>>>>>

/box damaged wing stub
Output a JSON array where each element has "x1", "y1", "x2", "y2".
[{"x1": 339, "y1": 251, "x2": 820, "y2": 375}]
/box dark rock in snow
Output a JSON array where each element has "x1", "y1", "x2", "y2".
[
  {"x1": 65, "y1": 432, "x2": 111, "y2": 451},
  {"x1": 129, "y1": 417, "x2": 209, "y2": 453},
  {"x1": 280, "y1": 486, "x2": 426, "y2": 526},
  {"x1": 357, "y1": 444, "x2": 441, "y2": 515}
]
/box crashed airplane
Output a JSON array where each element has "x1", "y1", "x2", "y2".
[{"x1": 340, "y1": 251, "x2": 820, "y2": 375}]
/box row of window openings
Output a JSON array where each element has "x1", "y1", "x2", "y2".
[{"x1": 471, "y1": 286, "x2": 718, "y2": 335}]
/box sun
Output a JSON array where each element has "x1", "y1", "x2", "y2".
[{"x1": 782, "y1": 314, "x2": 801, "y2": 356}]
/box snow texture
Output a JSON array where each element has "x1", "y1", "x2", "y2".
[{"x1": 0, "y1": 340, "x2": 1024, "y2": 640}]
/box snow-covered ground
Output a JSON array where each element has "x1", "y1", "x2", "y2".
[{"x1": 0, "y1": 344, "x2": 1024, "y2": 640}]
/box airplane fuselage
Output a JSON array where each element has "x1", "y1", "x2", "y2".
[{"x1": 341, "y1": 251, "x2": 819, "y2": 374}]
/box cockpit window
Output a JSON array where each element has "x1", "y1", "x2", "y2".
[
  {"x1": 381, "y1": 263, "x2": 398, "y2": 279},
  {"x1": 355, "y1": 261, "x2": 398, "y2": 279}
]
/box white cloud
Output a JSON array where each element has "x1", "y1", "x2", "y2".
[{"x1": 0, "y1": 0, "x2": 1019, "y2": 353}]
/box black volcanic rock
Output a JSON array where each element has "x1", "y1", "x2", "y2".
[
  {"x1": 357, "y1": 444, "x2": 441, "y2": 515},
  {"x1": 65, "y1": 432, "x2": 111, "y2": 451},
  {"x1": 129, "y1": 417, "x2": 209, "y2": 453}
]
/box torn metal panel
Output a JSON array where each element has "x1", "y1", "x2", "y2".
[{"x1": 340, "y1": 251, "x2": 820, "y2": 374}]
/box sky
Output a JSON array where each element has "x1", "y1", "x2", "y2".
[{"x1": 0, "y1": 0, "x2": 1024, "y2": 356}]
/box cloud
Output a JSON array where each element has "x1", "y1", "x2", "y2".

<<<<<

### DESCRIPTION OF THE TASK
Reproduce every line of the items above without any change.

### EXERCISE RESPONSE
/box damaged wing stub
Output a JSON array where each element has "x1", "y1", "x2", "y2".
[{"x1": 339, "y1": 251, "x2": 820, "y2": 375}]
/box dark rock in snow
Output a JSON array where each element has "x1", "y1", "x2", "y2".
[
  {"x1": 65, "y1": 432, "x2": 111, "y2": 451},
  {"x1": 129, "y1": 417, "x2": 209, "y2": 453},
  {"x1": 280, "y1": 486, "x2": 426, "y2": 526},
  {"x1": 357, "y1": 444, "x2": 441, "y2": 515}
]
/box crashed airplane
Output a JSON array where each element has "x1", "y1", "x2", "y2".
[{"x1": 340, "y1": 251, "x2": 820, "y2": 375}]
/box row of window openings
Output a JSON array where each element has "x1", "y1", "x2", "y2".
[{"x1": 471, "y1": 286, "x2": 718, "y2": 335}]
/box sun
Output a JSON array where each element has "x1", "y1", "x2", "y2".
[{"x1": 782, "y1": 314, "x2": 801, "y2": 356}]
/box snow texture
Output a JSON array where each element has "x1", "y1", "x2", "y2".
[{"x1": 0, "y1": 340, "x2": 1024, "y2": 640}]
/box snow-covered ground
Output a JSON array where each element has "x1", "y1", "x2", "y2".
[{"x1": 0, "y1": 344, "x2": 1024, "y2": 640}]
/box airplane fuselage
Output a JSON array where each element has "x1", "y1", "x2", "y2".
[{"x1": 341, "y1": 251, "x2": 819, "y2": 374}]
/box cockpit window
Output a JSON array where each element has "x1", "y1", "x2", "y2".
[
  {"x1": 381, "y1": 263, "x2": 398, "y2": 279},
  {"x1": 355, "y1": 261, "x2": 398, "y2": 279}
]
/box white cloud
Output a JSON array where each element has "x1", "y1", "x2", "y2".
[{"x1": 0, "y1": 0, "x2": 1019, "y2": 353}]
/box black volcanic rock
Output a JSON array where each element has "x1", "y1", "x2", "y2".
[
  {"x1": 357, "y1": 444, "x2": 441, "y2": 515},
  {"x1": 65, "y1": 432, "x2": 111, "y2": 451},
  {"x1": 129, "y1": 417, "x2": 209, "y2": 453}
]
/box torn metal panel
Output a JSON array where each element has "x1", "y1", "x2", "y2".
[{"x1": 340, "y1": 251, "x2": 820, "y2": 374}]
/box sky
Output a JSON array where each element has "x1", "y1", "x2", "y2".
[{"x1": 0, "y1": 0, "x2": 1024, "y2": 356}]
/box cloud
Output a JSON array where each element has "x1", "y1", "x2", "y2".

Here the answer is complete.